DIRECTIONS: Every line of the material below that contains the string "white" must appear in the answer.

SUPPLIED RECORDS:
:::::

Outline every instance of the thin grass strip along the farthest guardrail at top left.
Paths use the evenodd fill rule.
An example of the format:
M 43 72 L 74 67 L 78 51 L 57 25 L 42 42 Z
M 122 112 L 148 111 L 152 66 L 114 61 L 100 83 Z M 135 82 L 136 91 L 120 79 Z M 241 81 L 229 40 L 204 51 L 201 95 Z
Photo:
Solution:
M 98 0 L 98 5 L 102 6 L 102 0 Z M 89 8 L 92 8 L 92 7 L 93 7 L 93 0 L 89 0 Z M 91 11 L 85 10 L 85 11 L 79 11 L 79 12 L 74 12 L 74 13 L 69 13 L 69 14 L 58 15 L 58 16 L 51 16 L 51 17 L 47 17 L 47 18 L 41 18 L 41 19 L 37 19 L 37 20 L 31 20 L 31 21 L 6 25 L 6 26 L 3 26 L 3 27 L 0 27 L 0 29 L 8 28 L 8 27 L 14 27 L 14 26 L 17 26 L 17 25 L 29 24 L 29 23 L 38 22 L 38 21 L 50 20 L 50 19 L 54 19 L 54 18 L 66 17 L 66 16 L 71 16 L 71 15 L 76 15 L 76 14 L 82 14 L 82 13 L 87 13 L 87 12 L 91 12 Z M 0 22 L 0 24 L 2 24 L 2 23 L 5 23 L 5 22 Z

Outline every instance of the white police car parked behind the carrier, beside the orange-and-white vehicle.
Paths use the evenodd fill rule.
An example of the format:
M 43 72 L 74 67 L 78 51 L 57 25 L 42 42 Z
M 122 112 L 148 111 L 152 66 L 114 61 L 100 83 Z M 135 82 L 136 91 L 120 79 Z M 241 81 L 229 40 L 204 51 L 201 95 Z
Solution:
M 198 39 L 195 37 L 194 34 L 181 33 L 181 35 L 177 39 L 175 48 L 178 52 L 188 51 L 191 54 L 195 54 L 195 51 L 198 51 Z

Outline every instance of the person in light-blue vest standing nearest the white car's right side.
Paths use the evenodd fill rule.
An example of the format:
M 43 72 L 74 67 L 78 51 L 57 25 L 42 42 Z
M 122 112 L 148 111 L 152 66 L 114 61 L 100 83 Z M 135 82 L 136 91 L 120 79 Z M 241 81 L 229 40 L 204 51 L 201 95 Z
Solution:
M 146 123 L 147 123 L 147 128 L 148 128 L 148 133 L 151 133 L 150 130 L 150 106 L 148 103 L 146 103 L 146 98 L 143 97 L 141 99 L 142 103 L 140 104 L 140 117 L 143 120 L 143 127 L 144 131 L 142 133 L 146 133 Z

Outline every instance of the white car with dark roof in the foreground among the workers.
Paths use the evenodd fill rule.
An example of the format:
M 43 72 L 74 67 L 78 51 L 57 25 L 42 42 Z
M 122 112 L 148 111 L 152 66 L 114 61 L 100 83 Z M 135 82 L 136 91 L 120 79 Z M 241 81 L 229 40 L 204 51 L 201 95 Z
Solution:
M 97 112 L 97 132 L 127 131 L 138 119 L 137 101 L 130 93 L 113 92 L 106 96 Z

:::::

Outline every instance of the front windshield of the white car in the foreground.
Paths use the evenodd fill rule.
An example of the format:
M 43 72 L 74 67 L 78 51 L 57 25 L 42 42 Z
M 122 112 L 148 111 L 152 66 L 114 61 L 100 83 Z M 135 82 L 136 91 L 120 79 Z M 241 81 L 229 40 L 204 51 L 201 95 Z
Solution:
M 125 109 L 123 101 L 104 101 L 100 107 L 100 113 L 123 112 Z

:::::

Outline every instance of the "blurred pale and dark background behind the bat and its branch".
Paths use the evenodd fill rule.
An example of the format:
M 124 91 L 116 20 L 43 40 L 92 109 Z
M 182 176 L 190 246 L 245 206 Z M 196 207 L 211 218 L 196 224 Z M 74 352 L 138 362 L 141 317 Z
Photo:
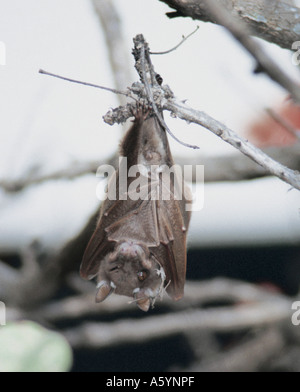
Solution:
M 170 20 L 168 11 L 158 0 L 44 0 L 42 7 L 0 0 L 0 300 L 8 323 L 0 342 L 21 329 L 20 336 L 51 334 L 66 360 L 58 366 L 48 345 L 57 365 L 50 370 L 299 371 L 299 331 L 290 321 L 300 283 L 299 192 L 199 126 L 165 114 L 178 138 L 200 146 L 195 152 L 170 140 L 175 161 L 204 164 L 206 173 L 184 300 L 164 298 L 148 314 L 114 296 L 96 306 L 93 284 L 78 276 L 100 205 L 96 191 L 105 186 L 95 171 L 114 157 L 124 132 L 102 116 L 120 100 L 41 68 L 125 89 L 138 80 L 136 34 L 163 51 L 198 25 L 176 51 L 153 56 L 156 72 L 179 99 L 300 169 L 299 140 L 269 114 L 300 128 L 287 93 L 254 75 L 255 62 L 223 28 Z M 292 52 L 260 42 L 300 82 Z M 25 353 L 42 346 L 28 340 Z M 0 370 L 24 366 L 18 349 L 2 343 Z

:::::

RESPONSE BOX:
Outline every instance of the white police car parked behind the carrier, beside the orange-and-white vehicle.
Outline every instance of the person in light-blue vest standing nearest the white car's right side.
Outline every instance of the white car with dark roof in the foreground among the workers.
Outline every instance of the front windshield of the white car in the foreground.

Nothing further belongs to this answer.